Each entry needs to be reproduced verbatim.

◆ ◆ ◆ ◆

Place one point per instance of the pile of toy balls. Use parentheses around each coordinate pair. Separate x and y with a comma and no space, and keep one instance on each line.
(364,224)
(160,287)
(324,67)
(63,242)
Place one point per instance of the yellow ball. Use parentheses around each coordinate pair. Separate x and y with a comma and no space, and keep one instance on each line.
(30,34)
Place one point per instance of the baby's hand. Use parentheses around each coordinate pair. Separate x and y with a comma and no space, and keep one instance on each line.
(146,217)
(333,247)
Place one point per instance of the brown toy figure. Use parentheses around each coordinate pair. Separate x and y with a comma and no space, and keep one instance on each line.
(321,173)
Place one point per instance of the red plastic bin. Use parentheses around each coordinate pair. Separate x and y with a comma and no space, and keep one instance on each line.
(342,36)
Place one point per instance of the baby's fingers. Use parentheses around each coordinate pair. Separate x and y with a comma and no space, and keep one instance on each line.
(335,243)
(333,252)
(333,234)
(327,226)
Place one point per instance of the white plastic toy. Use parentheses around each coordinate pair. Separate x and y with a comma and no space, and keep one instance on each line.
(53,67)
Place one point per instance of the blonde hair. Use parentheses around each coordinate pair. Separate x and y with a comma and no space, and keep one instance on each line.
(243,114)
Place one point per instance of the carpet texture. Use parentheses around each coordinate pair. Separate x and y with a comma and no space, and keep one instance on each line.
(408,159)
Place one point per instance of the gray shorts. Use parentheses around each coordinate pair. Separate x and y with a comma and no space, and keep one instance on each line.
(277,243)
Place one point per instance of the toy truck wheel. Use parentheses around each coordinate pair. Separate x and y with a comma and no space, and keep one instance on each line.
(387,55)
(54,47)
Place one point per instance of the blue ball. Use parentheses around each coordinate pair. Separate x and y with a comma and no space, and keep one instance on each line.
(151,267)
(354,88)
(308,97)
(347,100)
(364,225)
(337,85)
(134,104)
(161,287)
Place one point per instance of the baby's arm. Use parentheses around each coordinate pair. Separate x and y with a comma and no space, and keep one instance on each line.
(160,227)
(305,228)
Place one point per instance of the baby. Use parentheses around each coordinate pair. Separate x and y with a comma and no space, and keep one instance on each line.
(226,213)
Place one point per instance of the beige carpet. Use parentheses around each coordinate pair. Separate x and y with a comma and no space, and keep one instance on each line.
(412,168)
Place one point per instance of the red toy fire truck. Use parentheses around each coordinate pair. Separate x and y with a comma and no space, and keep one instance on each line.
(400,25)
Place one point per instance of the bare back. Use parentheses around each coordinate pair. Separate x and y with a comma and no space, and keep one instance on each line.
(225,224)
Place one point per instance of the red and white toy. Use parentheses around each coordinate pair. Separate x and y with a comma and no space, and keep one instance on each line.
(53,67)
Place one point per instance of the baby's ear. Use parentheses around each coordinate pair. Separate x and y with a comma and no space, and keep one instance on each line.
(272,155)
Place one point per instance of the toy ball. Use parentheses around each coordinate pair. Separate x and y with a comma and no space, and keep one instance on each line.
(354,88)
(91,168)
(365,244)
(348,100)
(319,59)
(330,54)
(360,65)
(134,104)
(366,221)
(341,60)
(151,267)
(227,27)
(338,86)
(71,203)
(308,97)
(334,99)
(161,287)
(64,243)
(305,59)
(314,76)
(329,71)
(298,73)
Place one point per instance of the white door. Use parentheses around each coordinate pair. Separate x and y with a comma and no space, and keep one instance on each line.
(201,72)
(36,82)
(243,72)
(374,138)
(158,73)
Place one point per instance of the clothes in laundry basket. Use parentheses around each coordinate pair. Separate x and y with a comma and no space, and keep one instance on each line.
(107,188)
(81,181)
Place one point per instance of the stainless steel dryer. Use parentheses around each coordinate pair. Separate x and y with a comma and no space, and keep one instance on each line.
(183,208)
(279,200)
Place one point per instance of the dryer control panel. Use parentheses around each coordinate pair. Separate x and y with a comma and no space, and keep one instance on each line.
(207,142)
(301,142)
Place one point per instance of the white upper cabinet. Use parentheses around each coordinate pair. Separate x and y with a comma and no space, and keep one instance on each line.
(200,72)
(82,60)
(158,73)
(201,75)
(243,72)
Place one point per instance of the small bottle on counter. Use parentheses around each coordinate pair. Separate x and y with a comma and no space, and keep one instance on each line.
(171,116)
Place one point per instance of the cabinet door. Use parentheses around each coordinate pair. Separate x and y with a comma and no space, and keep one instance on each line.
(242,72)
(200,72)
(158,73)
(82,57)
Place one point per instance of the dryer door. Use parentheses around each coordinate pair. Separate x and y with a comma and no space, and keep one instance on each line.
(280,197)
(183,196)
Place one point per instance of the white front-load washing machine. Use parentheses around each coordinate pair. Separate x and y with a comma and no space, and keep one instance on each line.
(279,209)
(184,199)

◆ ◆ ◆ ◆

EXPECTED ANSWER →
Place one point per instance of the pile of toy balls. Use parentheses around each coordinate pair. Separate x and y with a comma and no space, and keep one instance on each line.
(364,224)
(160,287)
(324,67)
(63,242)
Place one point per instance of the yellow ball. Use parentheses around each coordinate pair. Separate x and y with a comma and no space, and keep one instance on each line.
(30,34)
Place one point per instance of the baby's hand. Use parentheses around each coordinate pair. Separate x and y with a comma and no space, and keep one instance on each line.
(146,217)
(333,247)
Place one point per instance of the brown toy figure. Use parentheses around each coordinate pair. Separate x and y with a comma and no space, and keep one instance on each line.
(321,173)
Place one point per instance of the red plastic bin. Use parentheses around each coordinate pair. Separate x and y with a comma and no space, and keep one instance on each line.
(342,36)
Place one point per instance of the baby's fingers. Use parentheses around each coordinate pair. Separate x and y with a comma and no space, and keep one instance on each line.
(335,243)
(333,252)
(333,234)
(327,226)
Place one point per instance of the white plastic toy. Use parentheses around each coordinate pair. Separate x and y with a comma and no space, and keep one instance on each line.
(53,67)
Place one point per instance of the blonde hair. Use parentheses around each coordinate pair. Separate x and y with a comma and no space, and keep one instance on each line.
(243,114)
Place one point per instance of the carpet texture. Use parentheses around each coordinate pair. Separate x and y with a comma and no space, and keep one instance on each line.
(408,159)
Place one point per instance of the gray shorts. Use parentheses around each coordinate pair. Separate x and y with a comma and no space, and keep one instance on each line.
(277,243)
Place one point per instance of the toy truck wheel. Use parentheses around each coordinate pair. Separate x and y with a comma and no space, and keep one instance on each line.
(387,55)
(54,47)
Place one point per instance of the blue ball. Use parentheses around each coordinate pair. Separate x and y with a comma and no space, and keep one instance on each line.
(151,267)
(354,88)
(308,97)
(347,100)
(364,225)
(337,85)
(134,104)
(161,287)
Place one point per instance of the baby's arm. Use parentheses around each coordinate pair. Separate x and y with a comma and no space, and keep one instance on each line.
(160,227)
(305,228)
Place one point per instance of the baby. Use parentheses around each coordinate pair. Separate x and y with a comma and no space, and keep one instance on each line.
(226,213)
Place one point per instance of the beige carpet. Use parentheses around each coordinate pair. Separate x and y with a comma and no space, and keep one instance on each line.
(412,168)
Place one point per instance of the red toy fire truck. Use parentheses around each coordinate pair. Separate x and y with a comma and no space, and keep one instance on each line.
(400,25)
Place one point per instance of the bare back. Use parentheses around each coordinate pair. Separate x and y with a comma and no space, and keep one instance on each line.
(225,224)
Place one point per instance of the red and white toy. Use parentheses around each coordinate pair. Separate x and y with a comma and no space, and keep one instance on each line.
(53,67)
Place one point per instance of the baby's ear. Use parentheses around each coordinate pair. Separate x and y with a comma and no space, and keep one instance on each line.
(272,155)
Place one point per instance of the toy ball. Use parentheses around each coordinate pair. Separate x and y with a comma and no space, and keep one instance on each line.
(354,88)
(91,168)
(365,244)
(348,100)
(319,59)
(330,54)
(360,65)
(134,104)
(366,221)
(341,60)
(151,267)
(227,27)
(338,86)
(71,203)
(308,97)
(334,99)
(161,287)
(64,243)
(305,59)
(314,76)
(329,71)
(298,73)
Place one point per instance of the white door. Use parentheses around each coordinate pair. Separate x and y with a comma and no space, and keep one instance on each line.
(201,72)
(36,82)
(243,72)
(374,138)
(158,73)
Place one point per instance of the clothes in laundry basket. Use parentheses around each coordinate pair. Separate x and y with a comma and no space, and keep one instance on each line.
(107,188)
(81,181)
Place one point per instance of the stainless steel dryer. Use parentheses around each coordinate pair. Separate x and y with a comma and no space, and keep one instance on each line.
(183,208)
(279,200)
Place one point per instance of the dryer control panel. Use parentheses around each coordinate pair. Separate x and y with a comma and no space, and keep one instance on each line.
(207,142)
(301,142)
Place one point per instance of the white upper cabinet. Use parentheses around each coordinate pair. Separate x and y with a comma and no space, and keep one instance on each line.
(200,72)
(82,60)
(158,73)
(201,75)
(243,72)
Place one point per instance of the small bottle on counter. Use parentheses around each coordinate pair. Separate x and y with a comma and no space, and keep one instance on each line.
(171,116)
Place one point per instance of the cabinet door. Use parentheses around each coordinate pair. Separate x and y with a comma and no space, and keep one instance on each line.
(242,72)
(200,72)
(158,73)
(82,57)
Place one point per instance of the dryer door. Use parentheses around each coordinate pair. Separate x and y with a comma and no space, and keep one instance on each line.
(280,197)
(183,196)
Place one point per instance of the white front-load washing machine. Use parentheses around each coordinate pair. Separate x and y with a comma and no space, and keep one instance on each line.
(279,209)
(184,199)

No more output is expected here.